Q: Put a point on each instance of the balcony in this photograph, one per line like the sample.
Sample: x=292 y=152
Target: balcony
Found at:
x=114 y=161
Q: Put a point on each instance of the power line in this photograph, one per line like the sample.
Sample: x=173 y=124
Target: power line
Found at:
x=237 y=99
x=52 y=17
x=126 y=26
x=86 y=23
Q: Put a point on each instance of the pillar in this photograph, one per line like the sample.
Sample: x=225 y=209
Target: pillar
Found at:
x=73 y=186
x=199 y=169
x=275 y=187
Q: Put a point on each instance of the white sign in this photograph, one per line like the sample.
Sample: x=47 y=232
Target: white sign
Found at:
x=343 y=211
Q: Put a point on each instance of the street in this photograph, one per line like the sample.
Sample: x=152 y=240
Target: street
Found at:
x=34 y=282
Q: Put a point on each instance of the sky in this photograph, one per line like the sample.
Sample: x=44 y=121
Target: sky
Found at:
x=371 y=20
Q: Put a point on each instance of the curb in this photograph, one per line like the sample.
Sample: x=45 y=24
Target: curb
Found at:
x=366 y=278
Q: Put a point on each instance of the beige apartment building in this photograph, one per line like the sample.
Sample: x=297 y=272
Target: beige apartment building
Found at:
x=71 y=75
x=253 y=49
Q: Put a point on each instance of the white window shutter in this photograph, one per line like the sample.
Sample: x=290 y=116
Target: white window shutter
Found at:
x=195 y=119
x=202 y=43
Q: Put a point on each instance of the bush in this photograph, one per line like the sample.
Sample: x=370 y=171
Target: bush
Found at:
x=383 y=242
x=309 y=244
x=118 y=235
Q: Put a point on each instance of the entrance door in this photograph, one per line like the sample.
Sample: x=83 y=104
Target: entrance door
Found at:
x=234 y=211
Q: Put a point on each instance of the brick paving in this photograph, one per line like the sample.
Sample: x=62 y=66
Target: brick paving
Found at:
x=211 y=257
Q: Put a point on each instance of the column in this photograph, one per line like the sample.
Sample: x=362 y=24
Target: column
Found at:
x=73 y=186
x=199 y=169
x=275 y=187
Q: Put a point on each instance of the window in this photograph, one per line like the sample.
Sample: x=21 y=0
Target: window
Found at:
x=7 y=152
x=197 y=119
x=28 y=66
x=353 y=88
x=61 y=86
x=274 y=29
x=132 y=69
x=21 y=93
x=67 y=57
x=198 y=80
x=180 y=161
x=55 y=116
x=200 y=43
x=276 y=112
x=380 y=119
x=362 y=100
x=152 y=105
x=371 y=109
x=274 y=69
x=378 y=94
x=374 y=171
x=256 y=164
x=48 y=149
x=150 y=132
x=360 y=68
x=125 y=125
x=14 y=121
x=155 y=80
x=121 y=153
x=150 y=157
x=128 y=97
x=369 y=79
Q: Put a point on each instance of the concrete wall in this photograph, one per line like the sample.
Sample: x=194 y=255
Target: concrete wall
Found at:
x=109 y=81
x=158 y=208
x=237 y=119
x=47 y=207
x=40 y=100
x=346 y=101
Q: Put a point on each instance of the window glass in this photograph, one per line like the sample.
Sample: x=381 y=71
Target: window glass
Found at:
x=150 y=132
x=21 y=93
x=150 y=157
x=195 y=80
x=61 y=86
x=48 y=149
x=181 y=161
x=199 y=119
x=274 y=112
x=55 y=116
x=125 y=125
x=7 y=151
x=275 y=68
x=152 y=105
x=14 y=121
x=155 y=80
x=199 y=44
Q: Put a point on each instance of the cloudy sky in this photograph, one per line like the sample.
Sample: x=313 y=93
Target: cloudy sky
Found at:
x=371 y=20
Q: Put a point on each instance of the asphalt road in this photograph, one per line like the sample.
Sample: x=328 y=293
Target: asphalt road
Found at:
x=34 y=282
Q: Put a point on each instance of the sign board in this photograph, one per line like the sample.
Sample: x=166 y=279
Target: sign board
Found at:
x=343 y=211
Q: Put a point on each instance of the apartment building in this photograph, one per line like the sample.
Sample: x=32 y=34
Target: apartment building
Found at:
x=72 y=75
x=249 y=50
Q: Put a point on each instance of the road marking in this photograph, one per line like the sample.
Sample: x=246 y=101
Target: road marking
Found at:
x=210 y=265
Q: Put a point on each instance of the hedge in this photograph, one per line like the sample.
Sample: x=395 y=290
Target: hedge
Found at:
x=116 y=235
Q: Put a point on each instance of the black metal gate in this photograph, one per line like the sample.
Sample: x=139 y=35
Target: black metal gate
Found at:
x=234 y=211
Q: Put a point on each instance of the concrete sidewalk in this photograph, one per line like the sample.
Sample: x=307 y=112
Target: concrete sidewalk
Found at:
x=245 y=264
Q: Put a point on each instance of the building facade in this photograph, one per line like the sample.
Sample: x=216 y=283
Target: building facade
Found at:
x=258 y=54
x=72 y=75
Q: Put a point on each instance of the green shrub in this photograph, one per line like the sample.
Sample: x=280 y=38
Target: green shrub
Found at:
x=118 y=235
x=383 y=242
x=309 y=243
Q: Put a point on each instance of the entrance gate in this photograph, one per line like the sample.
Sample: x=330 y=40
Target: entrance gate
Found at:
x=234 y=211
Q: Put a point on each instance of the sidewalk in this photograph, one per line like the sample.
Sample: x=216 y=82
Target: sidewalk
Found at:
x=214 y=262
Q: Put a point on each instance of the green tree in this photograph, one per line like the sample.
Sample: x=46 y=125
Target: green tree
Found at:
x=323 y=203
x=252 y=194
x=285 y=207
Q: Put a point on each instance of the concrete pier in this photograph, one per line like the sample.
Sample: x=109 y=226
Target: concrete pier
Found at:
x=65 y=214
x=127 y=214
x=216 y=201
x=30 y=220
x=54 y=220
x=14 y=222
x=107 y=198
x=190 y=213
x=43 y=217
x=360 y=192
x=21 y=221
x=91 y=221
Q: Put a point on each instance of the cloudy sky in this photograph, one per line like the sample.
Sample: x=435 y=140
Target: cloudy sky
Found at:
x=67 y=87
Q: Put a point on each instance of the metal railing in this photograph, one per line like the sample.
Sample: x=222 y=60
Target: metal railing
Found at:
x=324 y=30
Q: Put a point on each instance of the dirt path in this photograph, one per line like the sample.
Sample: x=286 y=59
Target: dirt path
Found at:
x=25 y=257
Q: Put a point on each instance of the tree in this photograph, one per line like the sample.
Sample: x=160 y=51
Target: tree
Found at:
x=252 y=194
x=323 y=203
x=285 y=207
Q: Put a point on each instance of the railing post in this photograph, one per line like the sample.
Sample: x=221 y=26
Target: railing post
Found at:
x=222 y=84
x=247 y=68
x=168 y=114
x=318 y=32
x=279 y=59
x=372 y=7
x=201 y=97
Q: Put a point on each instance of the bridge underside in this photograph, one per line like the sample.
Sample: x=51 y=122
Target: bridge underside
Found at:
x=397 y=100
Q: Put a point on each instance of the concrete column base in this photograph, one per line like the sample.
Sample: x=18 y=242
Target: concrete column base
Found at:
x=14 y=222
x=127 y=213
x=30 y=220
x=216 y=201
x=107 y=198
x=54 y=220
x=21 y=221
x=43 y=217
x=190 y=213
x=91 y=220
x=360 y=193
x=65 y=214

::::::::

§ THE PROBLEM
For each line in the data that holds the word "sidewalk", copy the line.

§ REPLY TO THE TASK
Q: Put a point on each instance of the concrete sidewalk in this photograph, one per line like the sample.
Target: concrete sidewalk
Q: Put a point on each instance of the sidewalk in this photograph, one per line like the sample.
Target: sidewalk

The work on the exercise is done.